INFORMATION SHOWN:
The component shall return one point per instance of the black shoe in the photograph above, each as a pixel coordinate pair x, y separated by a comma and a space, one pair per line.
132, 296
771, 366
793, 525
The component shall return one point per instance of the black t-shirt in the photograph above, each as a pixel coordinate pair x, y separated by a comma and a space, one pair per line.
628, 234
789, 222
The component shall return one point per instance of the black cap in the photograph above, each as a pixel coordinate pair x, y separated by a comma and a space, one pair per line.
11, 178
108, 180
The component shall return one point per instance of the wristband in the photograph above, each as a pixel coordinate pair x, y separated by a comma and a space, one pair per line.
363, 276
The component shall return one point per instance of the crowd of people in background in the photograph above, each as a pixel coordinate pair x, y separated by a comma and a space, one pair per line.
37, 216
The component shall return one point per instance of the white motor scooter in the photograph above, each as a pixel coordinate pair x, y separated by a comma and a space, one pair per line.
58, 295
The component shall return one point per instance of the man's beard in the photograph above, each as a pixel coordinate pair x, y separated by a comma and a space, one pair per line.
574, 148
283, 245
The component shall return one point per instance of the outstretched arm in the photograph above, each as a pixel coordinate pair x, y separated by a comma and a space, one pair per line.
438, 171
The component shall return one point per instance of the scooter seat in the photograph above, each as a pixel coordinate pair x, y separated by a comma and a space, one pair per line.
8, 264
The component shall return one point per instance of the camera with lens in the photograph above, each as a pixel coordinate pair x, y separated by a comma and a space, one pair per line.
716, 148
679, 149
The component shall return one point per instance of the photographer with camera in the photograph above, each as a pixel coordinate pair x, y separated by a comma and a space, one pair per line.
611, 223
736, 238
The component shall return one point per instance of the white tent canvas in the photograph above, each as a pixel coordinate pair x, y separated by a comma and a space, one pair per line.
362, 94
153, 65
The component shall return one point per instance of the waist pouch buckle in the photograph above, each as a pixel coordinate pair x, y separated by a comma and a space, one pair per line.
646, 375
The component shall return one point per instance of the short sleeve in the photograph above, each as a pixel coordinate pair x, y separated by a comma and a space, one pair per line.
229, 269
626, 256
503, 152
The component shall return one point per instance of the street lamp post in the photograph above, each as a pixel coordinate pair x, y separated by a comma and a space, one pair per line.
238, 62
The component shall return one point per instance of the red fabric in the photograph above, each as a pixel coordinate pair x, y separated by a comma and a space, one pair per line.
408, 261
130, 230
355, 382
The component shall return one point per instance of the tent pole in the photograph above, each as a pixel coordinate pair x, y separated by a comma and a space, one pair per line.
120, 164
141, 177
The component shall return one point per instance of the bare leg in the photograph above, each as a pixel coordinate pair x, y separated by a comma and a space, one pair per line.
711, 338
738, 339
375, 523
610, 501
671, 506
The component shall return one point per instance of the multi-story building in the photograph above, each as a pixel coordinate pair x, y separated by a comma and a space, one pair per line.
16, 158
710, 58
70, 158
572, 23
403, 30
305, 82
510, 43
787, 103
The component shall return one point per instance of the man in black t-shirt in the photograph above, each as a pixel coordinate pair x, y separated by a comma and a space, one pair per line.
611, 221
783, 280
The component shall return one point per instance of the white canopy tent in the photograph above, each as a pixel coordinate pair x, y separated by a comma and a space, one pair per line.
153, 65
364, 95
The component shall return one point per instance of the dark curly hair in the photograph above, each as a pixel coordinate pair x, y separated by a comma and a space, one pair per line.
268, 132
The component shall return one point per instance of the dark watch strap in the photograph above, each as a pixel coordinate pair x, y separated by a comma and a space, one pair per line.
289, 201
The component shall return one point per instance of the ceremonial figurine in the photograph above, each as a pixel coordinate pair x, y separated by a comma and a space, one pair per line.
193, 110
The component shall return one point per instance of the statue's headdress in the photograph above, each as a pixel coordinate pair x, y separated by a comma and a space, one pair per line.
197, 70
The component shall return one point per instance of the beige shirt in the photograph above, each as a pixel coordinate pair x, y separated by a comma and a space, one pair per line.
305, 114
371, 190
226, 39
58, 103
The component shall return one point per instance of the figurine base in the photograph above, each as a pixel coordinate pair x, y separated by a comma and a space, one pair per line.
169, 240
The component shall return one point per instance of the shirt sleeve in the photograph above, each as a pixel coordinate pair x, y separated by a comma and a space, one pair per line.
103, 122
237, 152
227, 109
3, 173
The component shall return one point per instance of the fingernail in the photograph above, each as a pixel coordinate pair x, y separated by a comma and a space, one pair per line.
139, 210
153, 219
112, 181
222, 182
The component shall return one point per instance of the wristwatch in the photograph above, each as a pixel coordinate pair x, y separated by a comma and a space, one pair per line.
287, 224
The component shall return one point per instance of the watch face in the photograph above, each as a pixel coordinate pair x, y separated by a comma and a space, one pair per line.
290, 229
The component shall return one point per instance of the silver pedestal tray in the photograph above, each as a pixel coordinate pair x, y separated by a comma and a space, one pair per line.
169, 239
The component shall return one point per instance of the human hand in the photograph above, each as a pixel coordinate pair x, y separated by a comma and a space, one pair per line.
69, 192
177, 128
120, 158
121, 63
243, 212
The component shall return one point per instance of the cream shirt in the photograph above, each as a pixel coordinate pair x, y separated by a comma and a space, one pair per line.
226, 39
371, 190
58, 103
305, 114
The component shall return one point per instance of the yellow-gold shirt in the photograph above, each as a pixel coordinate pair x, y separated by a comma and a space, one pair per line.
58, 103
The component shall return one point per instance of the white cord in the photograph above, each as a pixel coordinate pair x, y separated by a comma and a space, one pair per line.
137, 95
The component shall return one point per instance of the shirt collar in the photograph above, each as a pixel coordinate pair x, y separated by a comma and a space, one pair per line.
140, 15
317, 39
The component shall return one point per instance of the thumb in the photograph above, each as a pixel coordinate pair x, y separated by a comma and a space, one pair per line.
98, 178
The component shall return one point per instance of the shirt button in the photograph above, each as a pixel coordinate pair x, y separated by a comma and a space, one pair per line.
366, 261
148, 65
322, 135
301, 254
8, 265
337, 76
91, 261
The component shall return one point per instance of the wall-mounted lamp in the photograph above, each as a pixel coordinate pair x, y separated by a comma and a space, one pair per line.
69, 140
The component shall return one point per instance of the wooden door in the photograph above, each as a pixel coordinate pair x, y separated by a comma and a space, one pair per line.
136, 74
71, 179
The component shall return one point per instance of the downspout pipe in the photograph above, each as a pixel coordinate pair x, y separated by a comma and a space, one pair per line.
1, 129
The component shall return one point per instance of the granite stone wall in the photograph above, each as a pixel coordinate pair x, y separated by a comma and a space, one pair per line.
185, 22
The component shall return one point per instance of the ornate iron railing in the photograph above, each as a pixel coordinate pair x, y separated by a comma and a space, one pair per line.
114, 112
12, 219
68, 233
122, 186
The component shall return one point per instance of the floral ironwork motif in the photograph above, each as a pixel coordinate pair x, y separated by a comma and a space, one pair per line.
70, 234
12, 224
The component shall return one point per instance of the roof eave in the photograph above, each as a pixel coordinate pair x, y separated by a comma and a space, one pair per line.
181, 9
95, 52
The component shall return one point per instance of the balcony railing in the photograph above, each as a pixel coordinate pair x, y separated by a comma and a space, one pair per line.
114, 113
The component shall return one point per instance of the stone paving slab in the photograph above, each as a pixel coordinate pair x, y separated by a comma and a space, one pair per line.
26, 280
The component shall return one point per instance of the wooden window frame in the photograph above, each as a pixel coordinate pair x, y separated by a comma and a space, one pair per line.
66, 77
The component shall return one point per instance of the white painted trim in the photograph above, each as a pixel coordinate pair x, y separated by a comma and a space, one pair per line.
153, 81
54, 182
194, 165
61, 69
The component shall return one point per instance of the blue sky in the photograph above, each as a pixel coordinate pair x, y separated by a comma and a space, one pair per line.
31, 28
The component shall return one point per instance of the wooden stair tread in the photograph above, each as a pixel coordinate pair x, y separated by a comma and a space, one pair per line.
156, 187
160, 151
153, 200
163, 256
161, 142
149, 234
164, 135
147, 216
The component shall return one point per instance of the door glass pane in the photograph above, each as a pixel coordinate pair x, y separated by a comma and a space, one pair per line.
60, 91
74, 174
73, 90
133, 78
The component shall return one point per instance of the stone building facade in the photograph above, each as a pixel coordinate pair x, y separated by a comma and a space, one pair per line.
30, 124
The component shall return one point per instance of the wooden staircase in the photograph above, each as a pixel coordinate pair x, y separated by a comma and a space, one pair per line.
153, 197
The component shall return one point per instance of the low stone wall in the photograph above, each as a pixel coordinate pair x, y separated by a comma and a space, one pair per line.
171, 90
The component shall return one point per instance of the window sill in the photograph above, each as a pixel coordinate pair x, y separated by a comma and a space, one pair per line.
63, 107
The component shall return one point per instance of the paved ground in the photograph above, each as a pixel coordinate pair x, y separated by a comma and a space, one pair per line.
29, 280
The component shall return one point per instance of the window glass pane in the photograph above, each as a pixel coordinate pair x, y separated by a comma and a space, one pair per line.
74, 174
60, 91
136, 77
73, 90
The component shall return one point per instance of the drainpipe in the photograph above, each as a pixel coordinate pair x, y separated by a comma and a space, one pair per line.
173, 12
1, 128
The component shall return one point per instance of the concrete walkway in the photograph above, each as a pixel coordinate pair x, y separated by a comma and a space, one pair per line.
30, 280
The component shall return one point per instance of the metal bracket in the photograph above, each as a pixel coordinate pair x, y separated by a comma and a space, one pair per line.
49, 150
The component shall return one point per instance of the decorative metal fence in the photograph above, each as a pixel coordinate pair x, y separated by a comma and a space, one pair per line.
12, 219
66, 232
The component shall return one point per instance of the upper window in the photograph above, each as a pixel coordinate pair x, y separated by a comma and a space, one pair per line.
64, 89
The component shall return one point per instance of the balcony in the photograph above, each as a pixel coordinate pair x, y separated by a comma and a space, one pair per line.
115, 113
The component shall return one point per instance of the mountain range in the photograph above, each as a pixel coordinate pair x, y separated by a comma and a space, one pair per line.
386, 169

WHAT YOU SHOULD DO: Rewrite the stretch of entries from the line containing "of the drainpipe" through the end of the entries as a two-column CSV with the header instruction,points. Give one row per entry, with each field in double quotes and its line breaks replaced by spaces.

SOLUTION TO THE EXERCISE:
instruction,points
"The component shall return one point per instance of the drainpipe in the photograph above, each as a pixel coordinate pair x, y separated by a comma and a space, one pair per line.","173, 12 1, 128"
"The component shall return one point per instance of the concrete walkway in the photograph above, each as a pixel coordinate pair x, y separated by a comma and a space, one pair per line.","30, 280"
"The component shall return one point per instance of the metal bracket in the photograph above, each as a pixel coordinate pair x, y separated by a comma and a space, one pair per line.","49, 150"
"The component shall return one point per instance of the decorative metal fence in the photograph above, each as a pixel coordinate pair x, y separated by a comma and a space, one pair per line.","12, 219 66, 232"
"The component shall return one point per instance of the upper window in the photograph above, each as a pixel coordinate pair x, y separated by a comma and a space, one pair per line.","64, 89"
"The component shall return one point per instance of the balcony in the photograph above, each as a pixel coordinate pair x, y separated by a comma and a space, one pair per line.","115, 113"
"The component shall return one point per instance of the mountain range in the photograph above, each as a pixel coordinate pair x, y separated by a comma and a space, one pair per line.","386, 169"